_Selected text_
┄┄┄┄┄┄┄┄┄┄┄┄┄┄┄┄┄┄┄┄

That said, it does look alright...if a little uninspired.


----------



## heavy7-665 (Feb 26, 2010)

Why cant i see these pics on here or on his forum? They dont even show


----------



## CooleyJr (Feb 26, 2010)

heavy7-665 said:


> Why cant i see these pics on here or on his forum? They dont even show



Are you on a work computer? Or have any image blockers or something? They seem to show up fine for everyone else.


----------



## Stephen (Feb 26, 2010)

was because it was draining my bandwidth so i've re-uploaded them smaller instead, still big enough to view, don't exactly need them being huge though haha

Some more for you guys


----------



## CooleyJr (Feb 26, 2010)

Hey Ste is there any pics of the headstock?

That shit looks SO sexy!


----------



## ralphy1976 (Feb 26, 2010)

the paintwork is impressive

the bridge looks strange and not to my taste

i think it may be the camera angle but the body looks really small for a 8 string....


----------



## Stephen (Feb 26, 2010)

Nope, Rusty should have it tomorrow though if all goes well


----------



## CooleyJr (Feb 26, 2010)

Awesome! Oh.. Ste, do you want me to add those pictures to the OP?


----------



## Stephen (Feb 26, 2010)

can do


----------



## zeal0us (Feb 26, 2010)

If there's an RC8x, which like its 7 string sibling also has 1 mm high frets, I'll be 

This came out pretty nice though, can't wait to see vids of Rusty shreddin it up.


----------



## ILuvPillows (Feb 26, 2010)

Great paint job (the shape really needs something complex to draw attention away from the slightly odd shape)

Altough a straight 8 headstock, that kills it a bit for me. Still nice to see progress though


----------



## CooleyJr (Feb 26, 2010)

All of the pics are on the OP now


----------



## Xiphos68 (Feb 26, 2010)

CooleyJr said:


> These were just posted on the Cooley forum by Stephen Platt of Collibus.
> 
> 
> 
> ...


That is NASTY!


----------



## Jeepers (Feb 26, 2010)

VERY cool
looks like the left horn has been slimmed down a bit which looks much better and makes it look a little more symmetrical. Paint looks epic too!
Would be great to see a fanned fret production! get them out in the public eye


----------



## CooleyJr (Feb 26, 2010)

Jeepers said:


> VERY cool
> looks like the left horn has been slimmed down a bit which looks much better and makes it look a little more symmetrical. Paint looks epic too!
> Would be great to see a fanned fret production! get them out in the public eye



That's what we're all hoping for! Well.. also an affordable price too.. ($1500-2000) But that's a VERY slim chance


----------



## Mourning The Me (Feb 26, 2010)

Oh MY!! I jus got a Guitar Boner. Thanks for the share


----------



## Metal Ken (Feb 26, 2010)

Holy Crap! An 8 string i like!



Adam said:


> Actually you can obtain a high A up to the 30" scale with Garry goodmans Octave4plus strings, ranging from .005 to .015. Ive used them on my 8 strings for years with no issues, and they tend to outlast my high E string. I'm going to be testing his high A string for the 30.1"-30.5" scale soon as well.



thats all well and good, but i wouldnt gig out or base my playing around a string i just cant get anywhere.


----------



## Hollowway (Feb 27, 2010)

┄┄┄┄┄┄┄┄┄┄┄┄┄┄┄┄┄┄┄┄

_Excerpted data_
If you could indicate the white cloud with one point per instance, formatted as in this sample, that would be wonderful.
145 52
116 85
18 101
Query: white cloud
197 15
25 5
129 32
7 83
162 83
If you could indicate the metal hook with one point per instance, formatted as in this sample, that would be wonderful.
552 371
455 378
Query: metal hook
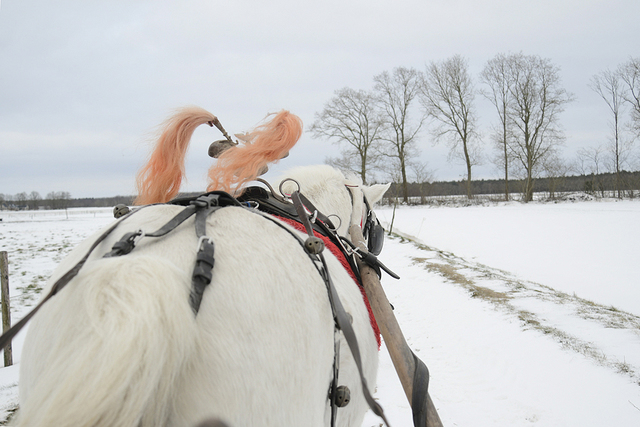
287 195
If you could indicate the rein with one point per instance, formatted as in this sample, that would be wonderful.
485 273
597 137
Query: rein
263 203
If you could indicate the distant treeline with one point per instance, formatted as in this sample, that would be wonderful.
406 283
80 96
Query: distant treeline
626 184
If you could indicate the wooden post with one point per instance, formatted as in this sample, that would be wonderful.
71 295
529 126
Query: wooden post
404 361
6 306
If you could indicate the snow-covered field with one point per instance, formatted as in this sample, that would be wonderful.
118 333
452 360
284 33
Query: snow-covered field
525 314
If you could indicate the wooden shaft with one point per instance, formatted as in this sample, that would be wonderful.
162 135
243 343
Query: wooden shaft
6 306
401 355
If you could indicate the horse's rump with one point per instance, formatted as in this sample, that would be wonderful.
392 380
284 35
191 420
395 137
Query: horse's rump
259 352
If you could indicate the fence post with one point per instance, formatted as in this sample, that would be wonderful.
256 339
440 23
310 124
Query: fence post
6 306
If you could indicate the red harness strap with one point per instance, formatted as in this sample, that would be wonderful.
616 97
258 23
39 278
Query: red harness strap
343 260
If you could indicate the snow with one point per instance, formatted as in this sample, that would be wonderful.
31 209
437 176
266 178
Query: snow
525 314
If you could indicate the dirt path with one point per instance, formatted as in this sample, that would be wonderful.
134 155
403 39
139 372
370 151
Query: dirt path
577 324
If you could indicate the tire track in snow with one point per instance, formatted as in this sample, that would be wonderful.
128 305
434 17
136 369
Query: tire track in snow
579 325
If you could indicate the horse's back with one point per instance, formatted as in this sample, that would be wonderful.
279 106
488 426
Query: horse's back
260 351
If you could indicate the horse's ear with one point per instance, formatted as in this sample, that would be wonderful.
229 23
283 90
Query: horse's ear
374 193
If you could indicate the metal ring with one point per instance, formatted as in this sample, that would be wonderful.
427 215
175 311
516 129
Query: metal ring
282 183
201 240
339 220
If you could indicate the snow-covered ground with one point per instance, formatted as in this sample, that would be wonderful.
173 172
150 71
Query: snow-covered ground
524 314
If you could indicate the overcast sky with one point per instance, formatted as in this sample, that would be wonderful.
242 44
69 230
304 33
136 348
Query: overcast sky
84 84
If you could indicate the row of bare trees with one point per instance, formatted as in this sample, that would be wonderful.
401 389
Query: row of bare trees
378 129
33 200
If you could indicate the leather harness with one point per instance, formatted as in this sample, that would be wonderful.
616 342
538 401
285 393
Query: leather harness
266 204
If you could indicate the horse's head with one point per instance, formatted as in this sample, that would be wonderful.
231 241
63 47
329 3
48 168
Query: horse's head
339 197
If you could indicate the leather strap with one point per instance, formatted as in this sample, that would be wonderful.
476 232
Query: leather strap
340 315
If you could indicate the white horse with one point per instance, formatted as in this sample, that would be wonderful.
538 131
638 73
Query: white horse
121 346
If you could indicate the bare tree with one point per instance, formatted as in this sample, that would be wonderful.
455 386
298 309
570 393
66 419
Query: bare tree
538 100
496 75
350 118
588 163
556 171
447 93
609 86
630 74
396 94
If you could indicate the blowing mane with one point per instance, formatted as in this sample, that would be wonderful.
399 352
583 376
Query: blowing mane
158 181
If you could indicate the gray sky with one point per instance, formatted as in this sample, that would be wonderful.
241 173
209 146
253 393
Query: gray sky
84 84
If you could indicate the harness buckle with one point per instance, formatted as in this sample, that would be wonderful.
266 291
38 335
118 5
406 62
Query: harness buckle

┄┄┄┄┄┄┄┄┄┄┄┄┄┄┄┄┄┄┄┄

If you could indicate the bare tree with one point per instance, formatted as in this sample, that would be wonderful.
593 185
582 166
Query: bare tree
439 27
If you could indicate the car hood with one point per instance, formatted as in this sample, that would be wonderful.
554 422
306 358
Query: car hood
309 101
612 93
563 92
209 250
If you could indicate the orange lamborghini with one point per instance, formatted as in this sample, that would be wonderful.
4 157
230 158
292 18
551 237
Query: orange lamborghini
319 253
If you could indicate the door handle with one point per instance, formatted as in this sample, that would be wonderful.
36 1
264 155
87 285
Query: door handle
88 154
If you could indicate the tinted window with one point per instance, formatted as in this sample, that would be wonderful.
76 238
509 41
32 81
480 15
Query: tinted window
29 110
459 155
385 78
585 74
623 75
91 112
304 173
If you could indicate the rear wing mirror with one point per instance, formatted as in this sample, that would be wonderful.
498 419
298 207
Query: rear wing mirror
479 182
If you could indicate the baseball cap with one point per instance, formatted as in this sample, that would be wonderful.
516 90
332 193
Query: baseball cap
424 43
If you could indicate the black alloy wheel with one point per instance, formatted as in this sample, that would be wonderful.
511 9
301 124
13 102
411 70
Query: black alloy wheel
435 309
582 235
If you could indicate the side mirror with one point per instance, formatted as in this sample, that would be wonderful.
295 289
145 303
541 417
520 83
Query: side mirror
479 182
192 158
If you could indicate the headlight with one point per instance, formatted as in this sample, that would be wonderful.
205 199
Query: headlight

┄┄┄┄┄┄┄┄┄┄┄┄┄┄┄┄┄┄┄┄

_Exercise prompt_
Please copy the guitar forum thread between "## zeal0us (Feb" and "ILuvPillows (Feb 26, 2010)", inclusive, swapping "vids" for "videos".

_Reply to the exercise_
## zeal0us (Feb 26, 2010)

If there's an RC8x, which like its 7 string sibling also has 1 mm high frets, I'll be 

This came out pretty nice though, can't wait to see videos of Rusty shreddin it up.


----------



## ILuvPillows (Feb 26, 2010)